What you have to do: Give every entry again, word for word.

Information given:
***

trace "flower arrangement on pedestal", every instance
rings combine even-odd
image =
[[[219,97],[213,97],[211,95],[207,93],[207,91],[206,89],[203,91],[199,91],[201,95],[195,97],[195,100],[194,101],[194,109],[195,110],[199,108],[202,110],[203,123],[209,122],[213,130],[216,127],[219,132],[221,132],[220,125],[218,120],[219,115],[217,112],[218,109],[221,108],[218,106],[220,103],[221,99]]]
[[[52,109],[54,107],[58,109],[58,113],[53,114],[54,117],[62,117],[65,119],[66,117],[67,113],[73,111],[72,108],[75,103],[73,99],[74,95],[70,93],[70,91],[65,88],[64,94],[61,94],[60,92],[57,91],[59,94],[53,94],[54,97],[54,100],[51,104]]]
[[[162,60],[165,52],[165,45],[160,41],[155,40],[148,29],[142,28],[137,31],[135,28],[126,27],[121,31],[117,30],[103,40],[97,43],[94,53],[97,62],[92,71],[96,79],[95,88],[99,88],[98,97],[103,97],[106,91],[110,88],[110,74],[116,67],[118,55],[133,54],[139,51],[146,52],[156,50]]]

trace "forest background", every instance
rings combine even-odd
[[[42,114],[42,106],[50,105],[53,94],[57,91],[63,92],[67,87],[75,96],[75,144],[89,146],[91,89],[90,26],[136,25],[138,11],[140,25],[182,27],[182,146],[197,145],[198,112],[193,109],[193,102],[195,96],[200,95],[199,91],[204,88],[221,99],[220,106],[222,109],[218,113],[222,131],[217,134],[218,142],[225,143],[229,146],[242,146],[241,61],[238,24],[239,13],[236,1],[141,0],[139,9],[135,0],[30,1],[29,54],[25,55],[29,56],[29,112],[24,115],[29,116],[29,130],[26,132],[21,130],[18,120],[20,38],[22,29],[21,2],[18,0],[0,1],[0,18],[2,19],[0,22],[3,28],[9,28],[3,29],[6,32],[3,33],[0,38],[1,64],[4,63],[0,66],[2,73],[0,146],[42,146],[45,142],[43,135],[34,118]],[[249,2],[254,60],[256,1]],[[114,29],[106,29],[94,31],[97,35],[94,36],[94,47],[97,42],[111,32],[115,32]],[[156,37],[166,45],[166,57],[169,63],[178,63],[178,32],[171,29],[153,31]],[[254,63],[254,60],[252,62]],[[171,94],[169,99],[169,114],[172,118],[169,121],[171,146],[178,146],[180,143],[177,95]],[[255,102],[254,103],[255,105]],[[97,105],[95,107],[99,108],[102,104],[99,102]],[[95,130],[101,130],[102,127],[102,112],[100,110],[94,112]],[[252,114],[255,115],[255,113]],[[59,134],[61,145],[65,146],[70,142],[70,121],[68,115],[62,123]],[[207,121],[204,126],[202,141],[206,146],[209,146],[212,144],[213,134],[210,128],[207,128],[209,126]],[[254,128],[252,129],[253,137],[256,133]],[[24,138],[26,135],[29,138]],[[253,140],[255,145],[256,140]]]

***

Final result:
trace "flower arrangement on pedestal", every instance
rings combine even-odd
image =
[[[219,97],[213,97],[211,95],[207,93],[207,91],[206,89],[203,91],[199,91],[201,95],[195,97],[195,100],[194,101],[194,109],[195,110],[199,108],[202,110],[203,123],[209,122],[213,130],[216,127],[219,132],[221,132],[220,125],[218,120],[219,115],[217,112],[218,109],[221,108],[218,106],[220,103],[221,99]]]
[[[52,109],[54,107],[58,109],[58,113],[53,114],[54,117],[62,117],[65,119],[66,117],[67,113],[73,111],[72,108],[75,103],[73,99],[74,95],[70,93],[70,91],[65,88],[64,94],[61,94],[60,92],[57,91],[59,94],[53,94],[54,97],[54,100],[51,104]]]
[[[162,60],[165,52],[165,45],[160,41],[155,40],[148,29],[142,28],[137,31],[135,28],[126,27],[121,31],[117,30],[103,40],[97,43],[94,53],[97,62],[92,71],[96,79],[95,88],[99,88],[98,97],[103,97],[106,91],[110,88],[110,74],[116,67],[118,55],[133,54],[139,51],[146,52],[156,50]]]

trace "forest background", every instance
rings combine even-odd
[[[42,114],[42,106],[50,105],[53,94],[57,91],[63,92],[67,87],[75,96],[75,144],[89,146],[91,89],[90,26],[136,25],[138,11],[140,25],[182,27],[182,146],[197,145],[198,112],[193,109],[193,102],[195,96],[200,95],[199,91],[204,88],[221,99],[220,106],[222,109],[218,113],[222,131],[217,134],[218,142],[225,143],[229,146],[242,146],[241,61],[238,24],[239,13],[236,1],[141,0],[139,9],[135,0],[30,1],[29,54],[25,55],[29,56],[29,112],[24,115],[29,116],[29,130],[26,132],[21,130],[18,120],[20,38],[22,29],[21,2],[18,0],[0,1],[0,18],[2,19],[0,22],[3,28],[9,28],[3,29],[6,32],[3,33],[0,38],[1,64],[4,63],[0,66],[2,73],[0,146],[42,146],[45,142],[43,135],[34,118]],[[249,2],[254,60],[256,1]],[[114,29],[106,29],[94,31],[97,35],[94,36],[94,47],[97,42],[111,32],[115,32]],[[156,37],[166,45],[166,57],[169,63],[178,63],[178,32],[171,29],[153,31]],[[254,63],[254,60],[252,62]],[[171,94],[169,99],[169,114],[172,118],[169,121],[171,146],[178,146],[180,143],[177,95]],[[255,102],[254,103],[255,105]],[[97,105],[95,107],[99,108],[102,104],[99,102]],[[95,130],[101,130],[102,127],[102,112],[100,110],[94,112]],[[252,114],[255,115],[255,113]],[[59,134],[61,145],[65,146],[70,142],[70,121],[68,115],[62,123]],[[207,121],[204,126],[202,141],[206,146],[209,146],[212,144],[213,134],[210,128],[207,128],[209,126]],[[254,128],[252,129],[253,137],[256,133]],[[24,138],[26,135],[29,138]],[[253,140],[255,145],[256,140]]]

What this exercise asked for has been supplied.